━━ SOURCE MATERIAL
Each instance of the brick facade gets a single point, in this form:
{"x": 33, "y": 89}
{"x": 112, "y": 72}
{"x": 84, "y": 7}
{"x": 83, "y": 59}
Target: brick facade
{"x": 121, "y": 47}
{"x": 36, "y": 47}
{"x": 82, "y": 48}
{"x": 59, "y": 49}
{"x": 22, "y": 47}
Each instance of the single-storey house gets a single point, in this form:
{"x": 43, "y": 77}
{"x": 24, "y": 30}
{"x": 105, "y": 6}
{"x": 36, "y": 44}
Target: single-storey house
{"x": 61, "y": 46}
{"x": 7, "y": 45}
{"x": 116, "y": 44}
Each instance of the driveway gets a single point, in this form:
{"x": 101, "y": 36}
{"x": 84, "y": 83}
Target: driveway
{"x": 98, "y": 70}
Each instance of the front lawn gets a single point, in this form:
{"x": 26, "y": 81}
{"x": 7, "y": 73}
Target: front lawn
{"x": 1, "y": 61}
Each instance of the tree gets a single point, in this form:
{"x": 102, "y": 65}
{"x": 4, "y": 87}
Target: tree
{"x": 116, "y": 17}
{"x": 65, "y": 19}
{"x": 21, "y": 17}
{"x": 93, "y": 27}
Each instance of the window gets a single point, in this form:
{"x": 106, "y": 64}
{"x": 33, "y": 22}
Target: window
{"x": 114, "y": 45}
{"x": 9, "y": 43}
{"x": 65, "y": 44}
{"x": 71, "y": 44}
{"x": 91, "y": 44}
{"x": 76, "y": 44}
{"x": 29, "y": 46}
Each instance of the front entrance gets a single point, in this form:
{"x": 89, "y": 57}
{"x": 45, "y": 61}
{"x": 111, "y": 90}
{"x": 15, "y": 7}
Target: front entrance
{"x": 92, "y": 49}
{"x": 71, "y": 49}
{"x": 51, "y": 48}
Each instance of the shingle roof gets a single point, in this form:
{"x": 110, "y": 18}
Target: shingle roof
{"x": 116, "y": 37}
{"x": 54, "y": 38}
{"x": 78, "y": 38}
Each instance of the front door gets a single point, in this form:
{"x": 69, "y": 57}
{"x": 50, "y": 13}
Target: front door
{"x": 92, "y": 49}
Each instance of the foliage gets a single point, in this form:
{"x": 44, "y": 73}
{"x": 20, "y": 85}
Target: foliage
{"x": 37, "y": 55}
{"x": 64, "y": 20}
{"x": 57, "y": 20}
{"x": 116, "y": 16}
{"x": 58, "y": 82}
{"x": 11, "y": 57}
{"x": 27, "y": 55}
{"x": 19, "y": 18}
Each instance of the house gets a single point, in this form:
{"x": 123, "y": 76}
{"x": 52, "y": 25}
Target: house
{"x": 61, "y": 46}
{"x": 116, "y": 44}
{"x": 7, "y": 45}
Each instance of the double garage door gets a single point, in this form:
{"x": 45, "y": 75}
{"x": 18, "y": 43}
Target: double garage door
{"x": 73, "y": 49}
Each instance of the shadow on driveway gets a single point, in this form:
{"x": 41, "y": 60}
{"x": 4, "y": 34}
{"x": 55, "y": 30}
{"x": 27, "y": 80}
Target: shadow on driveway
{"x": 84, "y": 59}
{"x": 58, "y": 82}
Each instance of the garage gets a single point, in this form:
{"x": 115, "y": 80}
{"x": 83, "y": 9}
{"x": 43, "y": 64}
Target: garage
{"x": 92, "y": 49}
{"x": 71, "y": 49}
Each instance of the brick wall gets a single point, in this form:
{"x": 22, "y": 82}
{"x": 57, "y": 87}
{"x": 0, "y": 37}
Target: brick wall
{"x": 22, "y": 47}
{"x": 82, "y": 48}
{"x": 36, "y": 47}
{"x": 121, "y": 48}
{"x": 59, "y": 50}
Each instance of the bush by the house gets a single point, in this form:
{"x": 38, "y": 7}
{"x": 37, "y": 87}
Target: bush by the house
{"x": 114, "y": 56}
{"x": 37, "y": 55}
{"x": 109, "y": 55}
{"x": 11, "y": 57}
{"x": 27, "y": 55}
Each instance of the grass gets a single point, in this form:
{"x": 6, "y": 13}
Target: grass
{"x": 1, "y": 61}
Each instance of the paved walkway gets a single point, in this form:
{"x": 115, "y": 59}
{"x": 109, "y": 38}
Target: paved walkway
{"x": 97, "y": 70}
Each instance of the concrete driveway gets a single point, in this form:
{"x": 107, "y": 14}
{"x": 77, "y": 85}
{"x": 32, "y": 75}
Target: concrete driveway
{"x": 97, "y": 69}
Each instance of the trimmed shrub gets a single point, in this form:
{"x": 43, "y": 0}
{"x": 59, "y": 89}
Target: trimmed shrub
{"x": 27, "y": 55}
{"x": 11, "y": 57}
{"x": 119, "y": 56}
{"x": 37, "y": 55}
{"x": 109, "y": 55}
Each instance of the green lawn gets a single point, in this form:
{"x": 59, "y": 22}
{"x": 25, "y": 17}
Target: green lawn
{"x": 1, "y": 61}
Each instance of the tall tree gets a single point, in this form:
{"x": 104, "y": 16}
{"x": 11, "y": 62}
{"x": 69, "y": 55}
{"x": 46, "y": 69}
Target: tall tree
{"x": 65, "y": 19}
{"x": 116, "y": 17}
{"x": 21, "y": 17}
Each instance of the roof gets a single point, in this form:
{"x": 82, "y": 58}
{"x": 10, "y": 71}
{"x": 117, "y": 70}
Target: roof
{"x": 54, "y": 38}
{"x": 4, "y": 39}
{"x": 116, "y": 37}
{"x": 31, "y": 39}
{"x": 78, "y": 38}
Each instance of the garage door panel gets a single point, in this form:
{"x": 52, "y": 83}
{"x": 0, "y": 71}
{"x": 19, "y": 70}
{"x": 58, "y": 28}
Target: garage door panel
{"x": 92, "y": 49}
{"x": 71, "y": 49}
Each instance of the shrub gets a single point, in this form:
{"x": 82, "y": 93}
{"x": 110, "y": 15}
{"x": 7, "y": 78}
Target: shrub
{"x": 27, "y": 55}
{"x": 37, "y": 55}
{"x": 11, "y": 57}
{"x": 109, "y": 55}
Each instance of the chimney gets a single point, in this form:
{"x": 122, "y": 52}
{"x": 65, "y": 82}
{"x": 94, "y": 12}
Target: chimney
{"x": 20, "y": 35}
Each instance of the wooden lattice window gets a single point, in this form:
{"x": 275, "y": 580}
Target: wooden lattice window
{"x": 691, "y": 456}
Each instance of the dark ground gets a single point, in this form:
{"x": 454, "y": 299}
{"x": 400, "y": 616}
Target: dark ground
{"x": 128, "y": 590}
━━━━
_CHALLENGE:_ Rewrite all of the entries above, changing every "gets a single point" to "receives one point" and keeping everything else the same.

_IN RESPONSE:_
Each instance of the brick facade receives one point, in this form:
{"x": 33, "y": 89}
{"x": 112, "y": 72}
{"x": 84, "y": 7}
{"x": 83, "y": 59}
Target: brick facade
{"x": 121, "y": 47}
{"x": 36, "y": 47}
{"x": 82, "y": 48}
{"x": 59, "y": 49}
{"x": 22, "y": 47}
Each instance of the single-storey house receives one point, in this form:
{"x": 43, "y": 77}
{"x": 24, "y": 30}
{"x": 105, "y": 6}
{"x": 36, "y": 44}
Target: single-storey house
{"x": 61, "y": 46}
{"x": 7, "y": 45}
{"x": 116, "y": 44}
Each instance of the driveway receives one point, in this form:
{"x": 101, "y": 36}
{"x": 84, "y": 83}
Target: driveway
{"x": 98, "y": 70}
Each instance of the front lawn receives one point, in this form:
{"x": 26, "y": 81}
{"x": 7, "y": 73}
Target: front lawn
{"x": 1, "y": 61}
Each instance of the tree receives one point, in this form:
{"x": 102, "y": 65}
{"x": 4, "y": 87}
Target: tree
{"x": 116, "y": 17}
{"x": 65, "y": 19}
{"x": 21, "y": 17}
{"x": 93, "y": 27}
Each instance of the window receives one point, in this form:
{"x": 106, "y": 64}
{"x": 33, "y": 22}
Target: window
{"x": 114, "y": 45}
{"x": 9, "y": 43}
{"x": 65, "y": 44}
{"x": 71, "y": 44}
{"x": 91, "y": 44}
{"x": 76, "y": 44}
{"x": 29, "y": 46}
Each instance of the front entrance receives one point, in this form:
{"x": 89, "y": 57}
{"x": 45, "y": 61}
{"x": 111, "y": 90}
{"x": 15, "y": 7}
Target: front entrance
{"x": 92, "y": 49}
{"x": 71, "y": 49}
{"x": 51, "y": 48}
Each instance of the shingle roof receives one point, in this form:
{"x": 110, "y": 18}
Target: shingle roof
{"x": 116, "y": 37}
{"x": 54, "y": 38}
{"x": 78, "y": 38}
Each instance of the front door receives one point, in this form:
{"x": 69, "y": 57}
{"x": 50, "y": 13}
Target: front door
{"x": 92, "y": 49}
Each instance of the foliage receives one point, in this form:
{"x": 44, "y": 73}
{"x": 20, "y": 85}
Target: foliage
{"x": 37, "y": 55}
{"x": 64, "y": 20}
{"x": 57, "y": 20}
{"x": 116, "y": 16}
{"x": 58, "y": 82}
{"x": 11, "y": 57}
{"x": 27, "y": 55}
{"x": 19, "y": 18}
Each instance of the house receives one point, in this form:
{"x": 123, "y": 76}
{"x": 52, "y": 25}
Target: house
{"x": 61, "y": 46}
{"x": 116, "y": 44}
{"x": 7, "y": 45}
Each instance of the double garage door receives one point, in this form:
{"x": 45, "y": 75}
{"x": 18, "y": 43}
Target: double garage door
{"x": 73, "y": 49}
Each instance of the shadow on driveway receives one point, in this form:
{"x": 41, "y": 60}
{"x": 4, "y": 34}
{"x": 55, "y": 30}
{"x": 27, "y": 80}
Target: shadow on driveway
{"x": 84, "y": 59}
{"x": 58, "y": 82}
Each instance of the garage receives one point, in this form:
{"x": 115, "y": 80}
{"x": 83, "y": 9}
{"x": 43, "y": 64}
Target: garage
{"x": 92, "y": 49}
{"x": 71, "y": 49}
Each instance of the brick wall receives one point, in this form:
{"x": 22, "y": 82}
{"x": 57, "y": 87}
{"x": 0, "y": 37}
Target: brick wall
{"x": 22, "y": 47}
{"x": 82, "y": 48}
{"x": 36, "y": 47}
{"x": 121, "y": 48}
{"x": 59, "y": 50}
Each instance of the bush by the house receives one point, in this form:
{"x": 38, "y": 7}
{"x": 37, "y": 87}
Target: bush by the house
{"x": 114, "y": 56}
{"x": 37, "y": 55}
{"x": 109, "y": 55}
{"x": 11, "y": 57}
{"x": 27, "y": 55}
Each instance of the grass receives one point, in this form:
{"x": 6, "y": 13}
Target: grass
{"x": 1, "y": 61}
Each instance of the paved walkway receives one point, in this form:
{"x": 115, "y": 59}
{"x": 109, "y": 38}
Target: paved walkway
{"x": 97, "y": 70}
Each instance of the concrete driveway receives one point, in this form:
{"x": 107, "y": 14}
{"x": 77, "y": 85}
{"x": 32, "y": 75}
Target: concrete driveway
{"x": 97, "y": 69}
Each instance of the trimmed shrub receives one point, in this form:
{"x": 43, "y": 0}
{"x": 59, "y": 89}
Target: trimmed shrub
{"x": 27, "y": 55}
{"x": 11, "y": 57}
{"x": 119, "y": 56}
{"x": 37, "y": 55}
{"x": 109, "y": 55}
Each instance of the green lawn receives one point, in this form:
{"x": 59, "y": 22}
{"x": 25, "y": 17}
Target: green lawn
{"x": 1, "y": 61}
Each instance of the tall tree receives one point, in this form:
{"x": 104, "y": 16}
{"x": 11, "y": 62}
{"x": 69, "y": 55}
{"x": 46, "y": 69}
Target: tall tree
{"x": 65, "y": 19}
{"x": 116, "y": 17}
{"x": 21, "y": 17}
Each instance of the roof receives one point, in this form:
{"x": 82, "y": 58}
{"x": 10, "y": 71}
{"x": 117, "y": 70}
Target: roof
{"x": 54, "y": 38}
{"x": 4, "y": 39}
{"x": 116, "y": 37}
{"x": 31, "y": 39}
{"x": 78, "y": 38}
Each instance of the garage door panel receives one point, in this form:
{"x": 52, "y": 83}
{"x": 0, "y": 71}
{"x": 19, "y": 70}
{"x": 58, "y": 28}
Target: garage door panel
{"x": 92, "y": 49}
{"x": 71, "y": 49}
Each instance of the shrub receives one point, in this form:
{"x": 82, "y": 93}
{"x": 110, "y": 15}
{"x": 7, "y": 78}
Target: shrub
{"x": 27, "y": 55}
{"x": 37, "y": 55}
{"x": 11, "y": 57}
{"x": 109, "y": 55}
Each instance of the chimney receives one point, in this form:
{"x": 122, "y": 52}
{"x": 65, "y": 82}
{"x": 94, "y": 12}
Target: chimney
{"x": 20, "y": 35}
Each instance of the wooden lattice window receives one point, in this form:
{"x": 275, "y": 580}
Target: wooden lattice window
{"x": 691, "y": 456}
Each instance of the dark ground receives one point, in this form:
{"x": 454, "y": 299}
{"x": 400, "y": 616}
Target: dark ground
{"x": 128, "y": 590}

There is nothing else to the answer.